### [INPUT]
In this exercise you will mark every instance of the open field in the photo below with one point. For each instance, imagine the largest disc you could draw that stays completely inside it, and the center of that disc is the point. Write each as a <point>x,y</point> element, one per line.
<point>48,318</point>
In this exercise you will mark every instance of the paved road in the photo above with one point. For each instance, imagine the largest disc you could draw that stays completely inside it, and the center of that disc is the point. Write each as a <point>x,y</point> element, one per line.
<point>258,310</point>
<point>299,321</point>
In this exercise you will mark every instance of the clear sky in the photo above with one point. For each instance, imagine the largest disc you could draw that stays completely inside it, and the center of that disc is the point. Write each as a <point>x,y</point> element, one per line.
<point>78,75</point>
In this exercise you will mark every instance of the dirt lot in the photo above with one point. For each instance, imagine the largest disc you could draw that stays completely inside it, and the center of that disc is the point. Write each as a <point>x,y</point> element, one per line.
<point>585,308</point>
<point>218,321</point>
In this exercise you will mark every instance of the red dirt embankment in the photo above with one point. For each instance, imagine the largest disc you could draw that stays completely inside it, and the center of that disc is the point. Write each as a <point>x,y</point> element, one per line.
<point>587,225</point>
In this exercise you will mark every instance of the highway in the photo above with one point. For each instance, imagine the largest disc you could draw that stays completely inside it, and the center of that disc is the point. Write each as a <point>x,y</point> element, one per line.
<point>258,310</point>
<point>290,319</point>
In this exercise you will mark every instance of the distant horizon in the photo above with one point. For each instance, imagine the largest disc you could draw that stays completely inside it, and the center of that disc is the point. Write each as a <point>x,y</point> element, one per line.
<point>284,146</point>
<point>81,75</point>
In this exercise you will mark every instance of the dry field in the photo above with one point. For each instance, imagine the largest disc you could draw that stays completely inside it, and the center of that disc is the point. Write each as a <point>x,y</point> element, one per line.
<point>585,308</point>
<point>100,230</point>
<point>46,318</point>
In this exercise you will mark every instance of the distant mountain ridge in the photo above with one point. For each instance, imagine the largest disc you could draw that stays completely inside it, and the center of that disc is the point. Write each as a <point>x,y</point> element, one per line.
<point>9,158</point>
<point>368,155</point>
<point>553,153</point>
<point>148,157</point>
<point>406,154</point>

### [EXERCISE DIRECTIONS]
Please format every line of the entries above as a JSON list of strings, one string per line, leaving out any blank lines.

### [COMPLETE OUTPUT]
[
  "In this exercise you will mark every instance of the open field in the photo below with one point. For each instance, imagine the largest disc you could draw that stays completely inside it, and the center of that disc is the point. Write each as a <point>x,y</point> element, one per line.",
  "<point>48,318</point>",
  "In this exercise you will mark every instance of the paved road in the photo above with one point. For each instance, imagine the largest disc you could draw that stays completely inside it, and the center of that disc is the point. Write each as a <point>x,y</point> element, one per line.",
  "<point>258,310</point>",
  "<point>299,321</point>",
  "In this exercise you will mark every instance of the clear sky in the photo above with one point. For each instance, imagine the largest disc you could draw that stays completely inside it, and the center of that disc is the point. Write each as a <point>x,y</point> element, one per line.",
  "<point>78,75</point>",
  "In this exercise you will mark every instance of the dirt lot in the photo above with one point. For each instance, imagine the largest disc you could draw that stays completely inside it, and the center of that disc is the point. Write each as a <point>x,y</point> element, one per line.",
  "<point>585,308</point>",
  "<point>218,321</point>",
  "In this exercise you will mark every instance of the red dirt embankment in the photo above with one point. For each instance, imagine the largest disc you could draw that stays completely inside it, and the center of that disc is the point. Write each as a <point>x,y</point> element, one per line.",
  "<point>587,225</point>",
  "In this exercise you will mark every instance of the highway in the photo above with one point. For each instance, imagine the largest disc you could draw that stays completely inside it, and the center of that disc is the point. Write each as a <point>x,y</point> element, one per line.",
  "<point>258,310</point>",
  "<point>290,319</point>",
  "In this exercise you will mark every instance of the distant horizon in the photo above with one point. For each instance, imagine the largest disc you could draw that stays completely inside it, and the center of that disc is the point. Write each as a <point>x,y</point> element, one per line.",
  "<point>284,146</point>",
  "<point>81,75</point>",
  "In this exercise you will mark every instance of the dry field in the photo above with one point. For each instance, imagine the largest disc you could draw that stays completely inside it, and the center of that disc is the point. Write each as a <point>x,y</point> element, one per line.",
  "<point>585,308</point>",
  "<point>100,230</point>",
  "<point>46,318</point>",
  "In this exercise you will mark every instance of the distant mountain ridge in the photo above with one point. For each instance, imagine the largest disc you could draw that stays completely inside it, and the center of that disc is the point. Write each as a <point>x,y</point> element, one per line.",
  "<point>9,158</point>",
  "<point>368,155</point>",
  "<point>553,153</point>",
  "<point>148,157</point>",
  "<point>406,154</point>"
]